▶ _Work required_
In the records below, find the line holding "Target: arched window top" and the line holding "green view in". Set down both, with every line between them, exactly.

[Saved data entries]
◆ ◆ ◆ ◆ ◆

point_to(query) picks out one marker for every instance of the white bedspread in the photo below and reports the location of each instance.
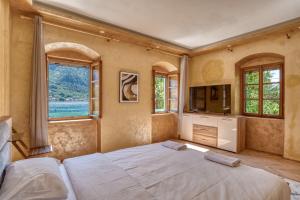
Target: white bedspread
(156, 172)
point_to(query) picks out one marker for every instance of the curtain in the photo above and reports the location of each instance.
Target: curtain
(39, 110)
(182, 93)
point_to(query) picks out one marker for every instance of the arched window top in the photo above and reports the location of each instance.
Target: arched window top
(164, 66)
(261, 85)
(74, 86)
(70, 46)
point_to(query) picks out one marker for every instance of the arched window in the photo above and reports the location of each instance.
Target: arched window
(73, 75)
(165, 88)
(262, 85)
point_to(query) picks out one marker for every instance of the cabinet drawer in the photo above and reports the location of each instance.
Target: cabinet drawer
(201, 139)
(205, 130)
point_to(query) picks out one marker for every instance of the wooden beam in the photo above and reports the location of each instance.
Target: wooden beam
(23, 5)
(282, 28)
(72, 20)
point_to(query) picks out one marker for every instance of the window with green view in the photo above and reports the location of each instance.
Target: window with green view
(160, 93)
(262, 91)
(68, 90)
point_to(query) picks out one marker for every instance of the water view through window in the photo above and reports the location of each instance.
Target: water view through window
(68, 90)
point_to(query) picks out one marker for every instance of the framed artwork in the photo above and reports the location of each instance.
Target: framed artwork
(129, 87)
(214, 93)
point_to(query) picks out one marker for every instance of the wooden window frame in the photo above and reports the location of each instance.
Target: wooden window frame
(261, 69)
(79, 63)
(167, 91)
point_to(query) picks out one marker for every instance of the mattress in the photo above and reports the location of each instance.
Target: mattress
(71, 194)
(155, 172)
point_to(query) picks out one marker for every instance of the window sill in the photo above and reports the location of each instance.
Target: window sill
(69, 120)
(263, 117)
(163, 113)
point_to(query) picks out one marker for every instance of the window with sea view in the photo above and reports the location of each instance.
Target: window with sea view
(68, 90)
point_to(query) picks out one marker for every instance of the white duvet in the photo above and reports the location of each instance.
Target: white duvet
(156, 172)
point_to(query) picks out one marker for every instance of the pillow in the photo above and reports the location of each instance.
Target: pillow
(36, 178)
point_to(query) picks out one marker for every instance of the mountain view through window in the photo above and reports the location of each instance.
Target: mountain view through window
(68, 90)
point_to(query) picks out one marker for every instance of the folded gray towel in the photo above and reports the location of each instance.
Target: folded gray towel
(174, 145)
(222, 159)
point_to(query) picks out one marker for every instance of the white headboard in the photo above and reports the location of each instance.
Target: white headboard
(5, 146)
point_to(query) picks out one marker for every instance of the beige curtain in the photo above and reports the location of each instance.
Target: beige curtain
(39, 110)
(182, 93)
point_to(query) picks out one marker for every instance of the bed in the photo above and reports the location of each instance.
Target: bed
(156, 172)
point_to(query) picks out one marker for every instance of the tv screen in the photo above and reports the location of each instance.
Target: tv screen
(211, 99)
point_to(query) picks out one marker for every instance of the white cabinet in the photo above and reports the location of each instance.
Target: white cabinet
(205, 120)
(227, 129)
(187, 127)
(227, 134)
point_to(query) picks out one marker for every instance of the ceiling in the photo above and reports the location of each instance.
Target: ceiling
(187, 23)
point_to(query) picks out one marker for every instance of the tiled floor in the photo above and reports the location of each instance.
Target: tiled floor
(275, 164)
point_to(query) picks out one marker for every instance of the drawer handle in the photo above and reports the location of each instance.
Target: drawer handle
(226, 119)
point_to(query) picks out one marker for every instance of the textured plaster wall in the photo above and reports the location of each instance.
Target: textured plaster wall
(219, 68)
(265, 135)
(122, 125)
(164, 127)
(5, 20)
(72, 139)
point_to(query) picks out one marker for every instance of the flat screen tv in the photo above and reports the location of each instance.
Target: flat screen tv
(211, 99)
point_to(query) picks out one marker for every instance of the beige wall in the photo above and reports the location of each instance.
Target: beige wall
(265, 135)
(219, 67)
(122, 125)
(164, 127)
(5, 20)
(71, 139)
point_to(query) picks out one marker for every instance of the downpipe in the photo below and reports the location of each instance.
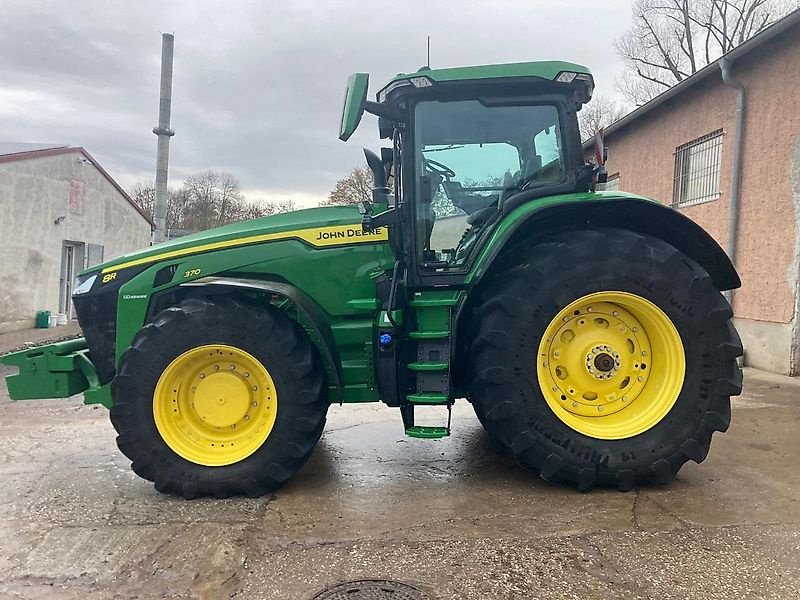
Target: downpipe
(733, 213)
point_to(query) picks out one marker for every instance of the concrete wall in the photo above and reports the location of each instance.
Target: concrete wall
(768, 242)
(34, 194)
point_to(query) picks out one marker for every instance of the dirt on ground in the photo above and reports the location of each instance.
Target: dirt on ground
(454, 517)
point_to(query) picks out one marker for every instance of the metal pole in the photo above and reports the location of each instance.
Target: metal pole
(736, 174)
(164, 133)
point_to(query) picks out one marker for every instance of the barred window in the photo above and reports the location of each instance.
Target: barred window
(697, 166)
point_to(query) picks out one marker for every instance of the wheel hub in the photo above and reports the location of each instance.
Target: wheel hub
(595, 361)
(215, 405)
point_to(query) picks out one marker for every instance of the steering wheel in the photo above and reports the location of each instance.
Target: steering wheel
(438, 168)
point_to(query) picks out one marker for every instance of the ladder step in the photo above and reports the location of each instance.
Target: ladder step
(417, 302)
(428, 366)
(428, 335)
(419, 431)
(427, 398)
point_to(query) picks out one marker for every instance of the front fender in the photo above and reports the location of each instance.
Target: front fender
(536, 219)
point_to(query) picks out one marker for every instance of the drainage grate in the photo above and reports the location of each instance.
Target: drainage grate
(371, 589)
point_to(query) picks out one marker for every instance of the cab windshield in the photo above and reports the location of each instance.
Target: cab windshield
(471, 157)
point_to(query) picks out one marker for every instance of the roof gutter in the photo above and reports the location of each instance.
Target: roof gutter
(733, 212)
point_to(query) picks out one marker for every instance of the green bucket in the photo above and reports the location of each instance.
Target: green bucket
(43, 319)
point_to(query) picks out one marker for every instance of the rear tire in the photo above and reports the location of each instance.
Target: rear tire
(521, 304)
(176, 450)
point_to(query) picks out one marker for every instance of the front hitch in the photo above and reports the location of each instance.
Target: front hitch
(57, 370)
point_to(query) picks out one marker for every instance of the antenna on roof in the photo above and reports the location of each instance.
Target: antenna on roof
(428, 64)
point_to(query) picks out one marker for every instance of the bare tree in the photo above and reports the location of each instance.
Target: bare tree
(144, 194)
(671, 40)
(213, 199)
(354, 188)
(601, 111)
(205, 200)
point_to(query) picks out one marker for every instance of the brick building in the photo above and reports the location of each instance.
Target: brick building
(681, 148)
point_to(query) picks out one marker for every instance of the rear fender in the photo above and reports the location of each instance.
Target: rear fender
(536, 220)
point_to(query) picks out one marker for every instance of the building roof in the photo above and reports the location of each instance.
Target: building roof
(777, 28)
(14, 151)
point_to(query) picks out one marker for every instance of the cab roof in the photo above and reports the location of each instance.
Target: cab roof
(547, 69)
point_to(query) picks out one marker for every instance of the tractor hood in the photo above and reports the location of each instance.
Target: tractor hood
(318, 227)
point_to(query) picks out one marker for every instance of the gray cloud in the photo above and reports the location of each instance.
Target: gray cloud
(258, 86)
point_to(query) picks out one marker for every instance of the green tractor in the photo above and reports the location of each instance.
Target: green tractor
(586, 327)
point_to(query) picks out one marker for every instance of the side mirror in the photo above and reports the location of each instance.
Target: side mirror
(380, 185)
(355, 99)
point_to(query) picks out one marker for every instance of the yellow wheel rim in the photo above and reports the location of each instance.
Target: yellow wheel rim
(215, 405)
(611, 365)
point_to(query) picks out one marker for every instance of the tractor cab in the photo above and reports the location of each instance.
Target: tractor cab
(468, 145)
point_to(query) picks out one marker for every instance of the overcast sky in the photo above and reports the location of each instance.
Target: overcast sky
(258, 86)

◆ ◆ ◆ ◆ ◆

▶ _Response to this task_
Target: arched window top
(164, 66)
(261, 85)
(74, 86)
(70, 46)
point_to(query) picks out one marker for every instance of the arched window in the photo above and reports the location of each instance.
Target: arched window
(73, 75)
(165, 88)
(262, 85)
point_to(query) picks out one marker for every instance of the cabinet drawer in the photo above and reports the location of each instance.
Target: cabinet drawer
(201, 139)
(205, 130)
point_to(query) picks out one marker for every instance of the wooden beam in the photo above and reports the location of each instance.
Target: wooden beam
(23, 5)
(282, 28)
(72, 20)
point_to(query) picks out one marker for every instance of the window with green view in the photo above and reports the location of each instance.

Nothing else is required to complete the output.